■ WRITTEN REQUEST
Reproduce each of the items below word for word, leaving the pictures out of your copy.

■ DATA FOR PROCESSING
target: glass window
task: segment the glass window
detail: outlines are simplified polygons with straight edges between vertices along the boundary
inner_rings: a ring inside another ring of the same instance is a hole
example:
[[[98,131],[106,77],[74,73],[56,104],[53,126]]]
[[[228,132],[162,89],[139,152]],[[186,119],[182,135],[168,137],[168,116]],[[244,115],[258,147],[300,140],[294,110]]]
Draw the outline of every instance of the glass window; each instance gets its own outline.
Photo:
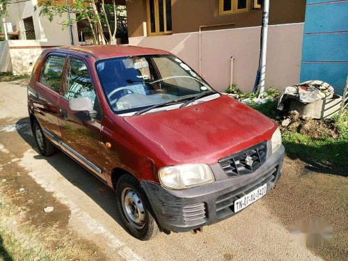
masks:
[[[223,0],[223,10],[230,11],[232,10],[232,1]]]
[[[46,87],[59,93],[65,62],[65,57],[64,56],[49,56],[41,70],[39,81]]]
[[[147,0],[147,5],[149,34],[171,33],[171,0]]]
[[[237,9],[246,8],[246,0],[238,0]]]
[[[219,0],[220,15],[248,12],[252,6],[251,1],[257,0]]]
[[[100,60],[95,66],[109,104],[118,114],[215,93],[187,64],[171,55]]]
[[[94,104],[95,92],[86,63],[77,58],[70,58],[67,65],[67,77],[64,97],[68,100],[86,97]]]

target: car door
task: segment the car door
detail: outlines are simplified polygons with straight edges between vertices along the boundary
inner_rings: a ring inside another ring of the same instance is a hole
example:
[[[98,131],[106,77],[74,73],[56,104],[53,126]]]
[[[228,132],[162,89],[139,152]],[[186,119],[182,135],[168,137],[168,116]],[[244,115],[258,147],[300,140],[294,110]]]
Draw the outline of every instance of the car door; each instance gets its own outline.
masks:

■ ANSWER
target: glass window
task: segment the glass window
detail: outlines are simplified polygons with straight edges between vertices along the boundary
inner_rings: a ring inside another ring of the same instance is a hole
example:
[[[98,131],[106,77],[74,73],[56,104],[53,126]]]
[[[228,132],[162,89],[139,152]],[[186,119],[182,135],[168,137],[168,116]],[[244,115],[258,147],[300,140],[294,110]]]
Draw the outline of every instance of the glass window; each instance gets its own outline.
Photo:
masks:
[[[223,0],[223,10],[230,11],[232,10],[232,1]]]
[[[46,87],[59,93],[65,62],[65,57],[64,56],[49,56],[41,70],[39,81]]]
[[[147,0],[147,5],[149,34],[171,33],[171,0]]]
[[[237,9],[246,8],[246,0],[238,0]]]
[[[219,0],[220,15],[248,12],[252,6],[251,1],[257,0]]]
[[[100,60],[95,66],[109,104],[118,114],[215,93],[187,64],[171,55]]]
[[[94,104],[95,92],[86,63],[77,58],[70,58],[67,65],[67,77],[64,97],[68,100],[86,97]]]

target: car door
task: segment the car door
detail: outlines are simplified polygons with straight edges between vertices along the boundary
inner_rings: a ring inside another ring of the same instance is a hole
example:
[[[98,131],[106,77],[74,73],[56,104],[53,126]]]
[[[228,132],[162,89],[139,152]],[[186,119],[182,135],[168,137],[168,116]],[[244,115],[258,147],[300,140],[294,110]]]
Draw the outline of every instance of the car door; each instance gets its own outline.
masks:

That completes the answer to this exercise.